## What this exercise asks
A. In the post about the West Hartford Art League, copy out the part from "Don’t Mind Me, I’m" to "galleries and whatnot.", replacing "galleries" with "museums".
B. According to the post about the West Hartford Art League, in what year was the organization founded?
C. Go on with the post about the West Hartford Art League, picking up after its last sentence.

## Passage provided

Don’t Mind Me, I’m Getting VerKlimpt
West Hartford (Google Maps location)
April 2017 & 2018
As a resident of West Hartford I’ve always sort of felt that out arts scene is a bit lacking. For such a “liberal” and “wealthy” town (neither of which holds entirely true), you’d think we’d have a thriving community with a bunch of galleries and whatnot.
We don’t. There are zero art galleries; commercial or not, in the entire center of town. The ninth largest town in the state, by the way. The minute someone tries to open one, it will become a restaurant anyway.
There’s the legendary Jerry’s Artarama Art Supplies over in Elmwood and there’s this place: the historic West Hartford Art League and the Saltbox Gallery.
Founded in 1934, the organization has been teaching art classes and holding exhibits for a long, long time. But I’ve only visited twice. (Some champion and patron of the arts I am, eh?) And I only visited twice because my son Calvin was exhibited there twice.
(I swear I thought it was three times, but I can’t find pictures of a third time and, well… oh well.)
The Art League began as most of these things do; two women approached the town for a meeting space to teach art to town children and residents. The town hooked them up with the tiny brick West School on Mountain Road which is still used today for the same purpose. If you live around here, you’ve driven past it a million times and likely didn’t even know what it was.

## Dataset entries
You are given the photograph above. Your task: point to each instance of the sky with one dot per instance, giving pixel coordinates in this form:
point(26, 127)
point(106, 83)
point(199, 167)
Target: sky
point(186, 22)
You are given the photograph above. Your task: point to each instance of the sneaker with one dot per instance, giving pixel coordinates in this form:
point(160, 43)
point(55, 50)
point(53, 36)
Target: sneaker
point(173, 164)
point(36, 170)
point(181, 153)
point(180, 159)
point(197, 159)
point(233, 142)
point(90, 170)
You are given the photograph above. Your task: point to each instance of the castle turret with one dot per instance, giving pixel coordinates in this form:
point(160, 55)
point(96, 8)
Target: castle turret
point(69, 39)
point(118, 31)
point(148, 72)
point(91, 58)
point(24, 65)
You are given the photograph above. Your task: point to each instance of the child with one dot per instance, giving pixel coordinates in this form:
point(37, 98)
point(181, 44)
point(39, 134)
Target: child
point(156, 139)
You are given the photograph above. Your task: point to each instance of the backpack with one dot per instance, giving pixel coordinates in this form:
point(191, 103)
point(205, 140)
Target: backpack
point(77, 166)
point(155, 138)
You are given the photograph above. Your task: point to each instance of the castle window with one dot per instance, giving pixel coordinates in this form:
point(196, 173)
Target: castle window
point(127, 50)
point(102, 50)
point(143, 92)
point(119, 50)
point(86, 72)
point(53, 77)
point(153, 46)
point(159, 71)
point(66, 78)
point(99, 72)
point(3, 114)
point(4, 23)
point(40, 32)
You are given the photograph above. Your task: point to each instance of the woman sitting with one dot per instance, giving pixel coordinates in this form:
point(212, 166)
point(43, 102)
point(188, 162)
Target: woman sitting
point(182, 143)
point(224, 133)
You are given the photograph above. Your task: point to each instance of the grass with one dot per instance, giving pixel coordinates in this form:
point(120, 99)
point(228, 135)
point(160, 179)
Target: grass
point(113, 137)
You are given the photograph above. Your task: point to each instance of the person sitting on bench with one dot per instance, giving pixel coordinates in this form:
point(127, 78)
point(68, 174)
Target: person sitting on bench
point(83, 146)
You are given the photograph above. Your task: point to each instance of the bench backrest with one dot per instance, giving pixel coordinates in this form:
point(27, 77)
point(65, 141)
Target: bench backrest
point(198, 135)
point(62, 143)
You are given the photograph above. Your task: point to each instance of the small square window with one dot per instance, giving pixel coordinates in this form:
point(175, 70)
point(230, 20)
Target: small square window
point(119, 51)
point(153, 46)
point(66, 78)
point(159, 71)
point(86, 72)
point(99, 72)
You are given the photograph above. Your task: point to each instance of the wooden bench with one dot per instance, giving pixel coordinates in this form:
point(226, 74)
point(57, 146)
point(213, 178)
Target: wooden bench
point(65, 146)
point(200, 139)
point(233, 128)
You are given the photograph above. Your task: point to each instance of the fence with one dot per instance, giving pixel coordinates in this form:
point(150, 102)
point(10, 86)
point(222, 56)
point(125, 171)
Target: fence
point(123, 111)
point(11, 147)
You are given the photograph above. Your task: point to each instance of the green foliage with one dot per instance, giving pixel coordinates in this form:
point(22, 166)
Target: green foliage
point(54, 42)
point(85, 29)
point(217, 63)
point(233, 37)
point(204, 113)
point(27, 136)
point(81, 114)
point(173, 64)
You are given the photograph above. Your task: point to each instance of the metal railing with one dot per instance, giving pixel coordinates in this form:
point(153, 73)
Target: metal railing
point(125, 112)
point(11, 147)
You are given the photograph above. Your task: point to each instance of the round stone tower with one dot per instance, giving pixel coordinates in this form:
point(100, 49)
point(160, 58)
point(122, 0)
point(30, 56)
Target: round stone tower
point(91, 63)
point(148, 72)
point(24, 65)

## Outputs in order
A.
Don’t Mind Me, I’m Getting VerKlimpt
West Hartford (Google Maps location)
April 2017 & 2018
As a resident of West Hartford I’ve always sort of felt that out arts scene is a bit lacking. For such a “liberal” and “wealthy” town (neither of which holds entirely true), you’d think we’d have a thriving community with a bunch of museums and whatnot.

B. 1934

C.
Mrs. Rebecca Field Jones, a sculptor and painter, and Mrs. Gertrude Patterson, a portrait painter and art teacher successfully convinced West Hartford to give them something. Heroes. They still had to raise money through potlucks to be able to add plumbing and heating, and the organization was able to grow.
And they were able to again get hooked up by the town! This organization is magical!
Fast forward to 1976. The Art League needed more room so they approached the town again. This time they salvaged a second historic building, the Woodruff Allen house, which was built in 1752 as a farmhouse. It was acquired by West Hartford in 1943 as a caretakers house for the town’s golf courses. We negotiated a nominal lease in exchange for funding the building renovations.
Ten years later, the town offered the adjacent Buena Vista Clubhouse to us for use as a second gallery and classroom facility. We renovated this building as well for additional classroom and gallery space. The Clubhouse, along with the Saltbox and Schoolhouse now comprise the Art Leagues grounds.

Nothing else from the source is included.